Exercise objective:
Give the lines again, unchanged, starting with the line containing "point: kei car windshield" and ending with the last line of the data below.

Supplied records:
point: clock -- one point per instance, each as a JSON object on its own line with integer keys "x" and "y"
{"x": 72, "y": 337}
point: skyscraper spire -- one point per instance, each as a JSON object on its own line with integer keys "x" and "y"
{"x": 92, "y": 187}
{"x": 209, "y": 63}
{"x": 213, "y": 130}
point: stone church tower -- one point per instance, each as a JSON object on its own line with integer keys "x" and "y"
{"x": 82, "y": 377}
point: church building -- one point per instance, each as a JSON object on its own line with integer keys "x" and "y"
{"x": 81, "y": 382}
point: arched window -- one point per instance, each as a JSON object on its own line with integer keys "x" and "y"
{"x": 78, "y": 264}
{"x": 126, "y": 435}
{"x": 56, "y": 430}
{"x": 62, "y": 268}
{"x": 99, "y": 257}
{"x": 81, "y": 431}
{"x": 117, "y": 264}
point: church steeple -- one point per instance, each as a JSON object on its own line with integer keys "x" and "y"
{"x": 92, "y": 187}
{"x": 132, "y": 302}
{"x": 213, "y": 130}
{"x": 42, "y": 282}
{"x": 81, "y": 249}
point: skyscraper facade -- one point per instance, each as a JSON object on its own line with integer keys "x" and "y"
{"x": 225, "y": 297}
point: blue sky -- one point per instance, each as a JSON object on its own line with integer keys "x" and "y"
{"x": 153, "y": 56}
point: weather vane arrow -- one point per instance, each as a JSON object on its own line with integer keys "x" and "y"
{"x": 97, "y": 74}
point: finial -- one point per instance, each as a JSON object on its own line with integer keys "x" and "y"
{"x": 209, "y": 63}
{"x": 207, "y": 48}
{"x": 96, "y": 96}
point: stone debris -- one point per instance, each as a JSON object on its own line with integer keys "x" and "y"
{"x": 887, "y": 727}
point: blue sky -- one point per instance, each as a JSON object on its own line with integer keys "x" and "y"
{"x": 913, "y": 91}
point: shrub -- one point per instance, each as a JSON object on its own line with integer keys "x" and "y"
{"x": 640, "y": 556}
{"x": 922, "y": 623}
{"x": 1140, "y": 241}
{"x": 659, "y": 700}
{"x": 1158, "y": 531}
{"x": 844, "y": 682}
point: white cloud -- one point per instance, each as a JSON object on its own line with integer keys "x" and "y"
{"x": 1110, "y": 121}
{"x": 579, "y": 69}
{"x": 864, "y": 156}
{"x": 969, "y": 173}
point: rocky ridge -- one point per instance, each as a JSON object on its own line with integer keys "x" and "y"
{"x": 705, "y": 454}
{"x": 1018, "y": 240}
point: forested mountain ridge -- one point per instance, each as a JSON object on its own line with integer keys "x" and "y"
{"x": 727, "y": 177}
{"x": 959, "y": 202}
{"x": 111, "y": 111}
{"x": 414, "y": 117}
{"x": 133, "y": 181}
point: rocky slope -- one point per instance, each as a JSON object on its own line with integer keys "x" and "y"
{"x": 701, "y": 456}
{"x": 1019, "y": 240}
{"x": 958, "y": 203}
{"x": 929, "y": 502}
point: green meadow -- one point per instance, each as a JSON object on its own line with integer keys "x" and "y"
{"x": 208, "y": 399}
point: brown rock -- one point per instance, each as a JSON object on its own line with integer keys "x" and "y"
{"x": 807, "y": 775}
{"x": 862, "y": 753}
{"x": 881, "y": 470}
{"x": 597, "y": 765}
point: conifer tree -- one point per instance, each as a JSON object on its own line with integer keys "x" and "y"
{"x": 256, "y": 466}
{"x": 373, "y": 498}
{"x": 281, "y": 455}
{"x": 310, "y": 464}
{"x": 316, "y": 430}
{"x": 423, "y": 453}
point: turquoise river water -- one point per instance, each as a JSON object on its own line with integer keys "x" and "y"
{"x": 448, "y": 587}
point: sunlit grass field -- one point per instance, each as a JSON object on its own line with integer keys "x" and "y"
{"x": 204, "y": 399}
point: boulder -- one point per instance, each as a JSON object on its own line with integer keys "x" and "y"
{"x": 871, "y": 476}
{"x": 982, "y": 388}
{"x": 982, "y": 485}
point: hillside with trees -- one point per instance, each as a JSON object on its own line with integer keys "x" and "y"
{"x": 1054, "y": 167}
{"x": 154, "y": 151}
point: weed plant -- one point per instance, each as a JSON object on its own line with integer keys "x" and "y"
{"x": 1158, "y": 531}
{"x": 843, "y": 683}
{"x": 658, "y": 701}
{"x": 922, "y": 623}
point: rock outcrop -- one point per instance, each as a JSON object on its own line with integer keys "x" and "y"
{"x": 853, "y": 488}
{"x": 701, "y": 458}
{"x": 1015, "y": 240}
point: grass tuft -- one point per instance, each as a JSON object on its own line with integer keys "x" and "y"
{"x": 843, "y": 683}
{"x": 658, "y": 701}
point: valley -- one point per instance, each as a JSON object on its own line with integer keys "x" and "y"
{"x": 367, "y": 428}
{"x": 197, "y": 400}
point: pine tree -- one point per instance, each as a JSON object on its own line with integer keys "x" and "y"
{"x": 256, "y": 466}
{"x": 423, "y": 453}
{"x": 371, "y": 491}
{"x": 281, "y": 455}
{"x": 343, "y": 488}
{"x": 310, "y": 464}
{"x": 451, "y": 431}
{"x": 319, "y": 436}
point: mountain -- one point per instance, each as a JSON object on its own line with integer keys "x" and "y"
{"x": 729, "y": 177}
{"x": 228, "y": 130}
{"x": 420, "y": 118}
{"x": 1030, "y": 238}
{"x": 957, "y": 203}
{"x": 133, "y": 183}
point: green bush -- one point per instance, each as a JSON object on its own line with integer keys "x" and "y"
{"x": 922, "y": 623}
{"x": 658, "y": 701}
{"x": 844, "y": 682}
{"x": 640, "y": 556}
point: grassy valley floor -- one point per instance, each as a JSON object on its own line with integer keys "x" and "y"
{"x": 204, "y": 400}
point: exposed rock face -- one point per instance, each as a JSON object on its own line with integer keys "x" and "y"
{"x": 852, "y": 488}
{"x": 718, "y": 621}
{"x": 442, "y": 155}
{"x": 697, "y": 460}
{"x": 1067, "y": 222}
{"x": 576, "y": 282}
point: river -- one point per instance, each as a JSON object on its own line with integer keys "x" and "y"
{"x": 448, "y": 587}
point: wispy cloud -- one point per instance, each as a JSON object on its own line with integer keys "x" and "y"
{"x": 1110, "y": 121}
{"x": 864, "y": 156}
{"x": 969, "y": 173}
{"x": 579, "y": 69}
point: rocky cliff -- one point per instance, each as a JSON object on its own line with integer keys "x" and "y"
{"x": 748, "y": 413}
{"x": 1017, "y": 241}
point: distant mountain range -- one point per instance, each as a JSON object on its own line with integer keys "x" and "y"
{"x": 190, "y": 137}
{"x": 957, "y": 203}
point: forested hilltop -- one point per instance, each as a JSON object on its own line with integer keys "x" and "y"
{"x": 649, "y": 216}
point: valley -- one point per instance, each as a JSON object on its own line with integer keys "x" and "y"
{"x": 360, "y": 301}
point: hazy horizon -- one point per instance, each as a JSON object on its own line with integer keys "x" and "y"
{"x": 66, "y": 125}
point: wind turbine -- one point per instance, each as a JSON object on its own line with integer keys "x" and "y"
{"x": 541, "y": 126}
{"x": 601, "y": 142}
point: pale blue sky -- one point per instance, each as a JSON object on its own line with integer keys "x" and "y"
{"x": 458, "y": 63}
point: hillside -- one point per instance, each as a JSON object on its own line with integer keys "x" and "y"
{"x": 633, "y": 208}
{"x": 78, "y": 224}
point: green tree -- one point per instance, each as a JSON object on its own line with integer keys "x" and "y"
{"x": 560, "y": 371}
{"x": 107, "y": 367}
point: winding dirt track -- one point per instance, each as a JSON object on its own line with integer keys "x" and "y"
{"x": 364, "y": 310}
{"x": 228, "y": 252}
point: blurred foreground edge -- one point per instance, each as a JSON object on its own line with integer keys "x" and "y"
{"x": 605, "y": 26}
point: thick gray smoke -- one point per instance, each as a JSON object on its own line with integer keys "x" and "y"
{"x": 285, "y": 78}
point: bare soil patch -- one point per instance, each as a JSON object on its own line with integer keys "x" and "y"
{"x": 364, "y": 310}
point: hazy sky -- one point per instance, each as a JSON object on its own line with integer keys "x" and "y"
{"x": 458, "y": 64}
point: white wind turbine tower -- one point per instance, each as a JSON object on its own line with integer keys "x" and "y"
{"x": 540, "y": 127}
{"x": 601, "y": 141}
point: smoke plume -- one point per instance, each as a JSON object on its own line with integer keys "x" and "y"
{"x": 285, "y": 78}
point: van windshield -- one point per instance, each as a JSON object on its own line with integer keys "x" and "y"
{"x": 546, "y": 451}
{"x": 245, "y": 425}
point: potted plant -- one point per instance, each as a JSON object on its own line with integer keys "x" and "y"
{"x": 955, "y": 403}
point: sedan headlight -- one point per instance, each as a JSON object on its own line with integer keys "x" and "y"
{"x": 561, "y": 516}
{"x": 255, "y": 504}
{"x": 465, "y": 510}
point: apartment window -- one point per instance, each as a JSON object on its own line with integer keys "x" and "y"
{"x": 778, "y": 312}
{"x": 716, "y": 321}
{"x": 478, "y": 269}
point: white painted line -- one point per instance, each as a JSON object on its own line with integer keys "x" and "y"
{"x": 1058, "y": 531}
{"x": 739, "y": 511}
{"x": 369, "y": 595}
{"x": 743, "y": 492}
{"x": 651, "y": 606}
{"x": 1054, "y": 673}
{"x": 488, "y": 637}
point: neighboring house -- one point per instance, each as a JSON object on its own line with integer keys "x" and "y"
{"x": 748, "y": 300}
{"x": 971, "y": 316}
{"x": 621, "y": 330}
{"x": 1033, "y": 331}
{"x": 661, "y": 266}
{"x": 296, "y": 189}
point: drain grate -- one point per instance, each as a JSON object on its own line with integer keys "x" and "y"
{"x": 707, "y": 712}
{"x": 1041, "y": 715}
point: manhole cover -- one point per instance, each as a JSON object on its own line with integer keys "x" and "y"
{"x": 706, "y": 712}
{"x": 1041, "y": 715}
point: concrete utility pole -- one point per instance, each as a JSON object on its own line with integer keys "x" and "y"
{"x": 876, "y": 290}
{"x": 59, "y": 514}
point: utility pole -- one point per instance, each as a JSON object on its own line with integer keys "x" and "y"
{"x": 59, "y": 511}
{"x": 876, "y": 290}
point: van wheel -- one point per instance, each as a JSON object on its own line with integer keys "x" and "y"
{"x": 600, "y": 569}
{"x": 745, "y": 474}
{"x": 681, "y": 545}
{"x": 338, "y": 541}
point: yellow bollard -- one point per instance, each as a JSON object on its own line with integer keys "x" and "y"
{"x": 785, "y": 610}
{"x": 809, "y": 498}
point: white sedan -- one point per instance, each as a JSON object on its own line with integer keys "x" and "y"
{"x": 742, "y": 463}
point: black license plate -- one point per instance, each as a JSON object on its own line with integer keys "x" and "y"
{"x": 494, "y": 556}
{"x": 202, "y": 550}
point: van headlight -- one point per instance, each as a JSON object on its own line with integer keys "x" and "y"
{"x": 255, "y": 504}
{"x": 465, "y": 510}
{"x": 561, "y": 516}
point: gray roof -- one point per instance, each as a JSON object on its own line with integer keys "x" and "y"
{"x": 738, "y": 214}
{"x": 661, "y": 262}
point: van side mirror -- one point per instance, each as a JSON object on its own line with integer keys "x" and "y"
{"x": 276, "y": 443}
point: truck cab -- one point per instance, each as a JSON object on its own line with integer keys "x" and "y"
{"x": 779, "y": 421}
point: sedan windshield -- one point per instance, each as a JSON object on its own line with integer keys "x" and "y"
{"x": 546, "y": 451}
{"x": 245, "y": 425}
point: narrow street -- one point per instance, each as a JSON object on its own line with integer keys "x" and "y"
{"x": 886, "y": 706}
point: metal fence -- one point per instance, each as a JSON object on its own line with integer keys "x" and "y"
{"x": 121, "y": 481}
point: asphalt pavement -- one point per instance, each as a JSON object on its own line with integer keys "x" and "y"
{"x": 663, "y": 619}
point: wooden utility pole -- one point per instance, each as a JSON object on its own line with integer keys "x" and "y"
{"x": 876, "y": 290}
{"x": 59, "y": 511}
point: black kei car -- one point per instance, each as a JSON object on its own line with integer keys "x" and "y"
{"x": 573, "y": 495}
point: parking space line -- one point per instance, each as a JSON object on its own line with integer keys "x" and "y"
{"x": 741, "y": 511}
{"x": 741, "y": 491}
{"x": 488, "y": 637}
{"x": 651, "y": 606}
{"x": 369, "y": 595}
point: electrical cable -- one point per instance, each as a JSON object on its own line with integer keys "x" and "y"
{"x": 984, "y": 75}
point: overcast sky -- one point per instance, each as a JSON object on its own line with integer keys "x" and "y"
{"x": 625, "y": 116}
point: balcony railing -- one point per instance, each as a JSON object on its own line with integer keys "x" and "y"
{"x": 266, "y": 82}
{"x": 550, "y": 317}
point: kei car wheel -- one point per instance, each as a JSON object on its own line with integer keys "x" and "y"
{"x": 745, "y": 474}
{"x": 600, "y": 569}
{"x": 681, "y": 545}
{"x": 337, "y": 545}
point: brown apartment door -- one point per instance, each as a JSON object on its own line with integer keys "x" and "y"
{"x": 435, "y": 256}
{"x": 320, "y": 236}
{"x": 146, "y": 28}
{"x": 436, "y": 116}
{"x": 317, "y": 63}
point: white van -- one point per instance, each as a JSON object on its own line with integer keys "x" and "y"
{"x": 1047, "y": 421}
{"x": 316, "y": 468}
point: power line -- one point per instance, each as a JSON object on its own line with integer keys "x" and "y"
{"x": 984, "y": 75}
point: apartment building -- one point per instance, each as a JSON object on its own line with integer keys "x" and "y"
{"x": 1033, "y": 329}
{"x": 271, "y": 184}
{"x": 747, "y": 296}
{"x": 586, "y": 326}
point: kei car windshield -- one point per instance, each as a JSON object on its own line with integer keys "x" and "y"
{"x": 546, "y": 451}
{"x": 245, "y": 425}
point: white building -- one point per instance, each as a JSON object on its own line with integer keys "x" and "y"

Written answer:
point: kei car windshield -- one point per instance, each as a JSON object on its own line with integer keys "x" and "y"
{"x": 546, "y": 451}
{"x": 245, "y": 425}
point: white building -- one point per instance, each as a JSON object on its own line with integer keys "x" and "y"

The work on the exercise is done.